_Your task_
Return every line of the listing below unchanged, keeping each character and line break as it appears.
== Source records ==
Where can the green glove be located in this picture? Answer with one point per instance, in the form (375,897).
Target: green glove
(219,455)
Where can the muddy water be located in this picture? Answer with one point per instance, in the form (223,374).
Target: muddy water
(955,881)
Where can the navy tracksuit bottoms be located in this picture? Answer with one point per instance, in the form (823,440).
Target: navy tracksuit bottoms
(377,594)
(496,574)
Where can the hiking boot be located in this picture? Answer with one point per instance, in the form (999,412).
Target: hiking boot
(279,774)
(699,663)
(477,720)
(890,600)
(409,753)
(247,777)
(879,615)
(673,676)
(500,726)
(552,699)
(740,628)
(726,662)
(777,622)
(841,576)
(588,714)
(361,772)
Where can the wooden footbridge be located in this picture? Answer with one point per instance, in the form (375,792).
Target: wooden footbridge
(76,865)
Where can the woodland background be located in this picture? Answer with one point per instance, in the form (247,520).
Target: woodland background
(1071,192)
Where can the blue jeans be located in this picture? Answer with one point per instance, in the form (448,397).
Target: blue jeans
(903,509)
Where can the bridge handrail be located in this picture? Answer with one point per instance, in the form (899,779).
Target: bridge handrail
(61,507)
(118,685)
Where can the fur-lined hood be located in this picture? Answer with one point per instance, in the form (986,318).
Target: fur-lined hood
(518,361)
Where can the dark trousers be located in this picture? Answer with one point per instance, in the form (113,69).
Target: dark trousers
===
_Result of this exercise_
Where can the green glove be located in this picture? Answer with one point per instance, in the form (375,897).
Target: green glove
(219,455)
Where can the muddy water be located in this picture? Answer with one point per instance, in the form (223,374).
Target: muddy water
(955,881)
Where can the navy tracksuit bottoms be located in this picture? Answer with one point per instance, in the form (823,440).
Target: navy tracksuit bottoms
(377,594)
(496,574)
Where can the hiking boot be located in this picture? Answer with one point per instance, in the form (999,412).
Target: hiking boot
(279,774)
(699,663)
(477,720)
(890,600)
(409,753)
(247,777)
(879,615)
(673,676)
(500,726)
(552,699)
(740,628)
(726,662)
(777,622)
(841,576)
(588,714)
(361,772)
Where can the wooden footbridge be located in this picture? Answer with one point per instance, in the form (375,792).
Target: wooden footbridge
(76,865)
Where can the woodland background be located in this picture? Answer with one point per instance, in the form (247,520).
Target: woodland background
(1071,192)
Where can the blue jeans be located in this picture? Answer with one point per instance, in the form (448,397).
Target: blue jeans
(903,509)
Where can the bridge handrail be located in this picture? Answer with one point per instance, in the form (899,779).
Target: bridge handrail
(61,507)
(118,685)
Where can the fur-lined hood be located in this picture? Answer with one point per instance, in the form (986,318).
Target: fur-lined hood
(518,361)
Where can the dark trousers be located in this picture? Answer with one point per instance, in the form (113,69).
Target: dark trousers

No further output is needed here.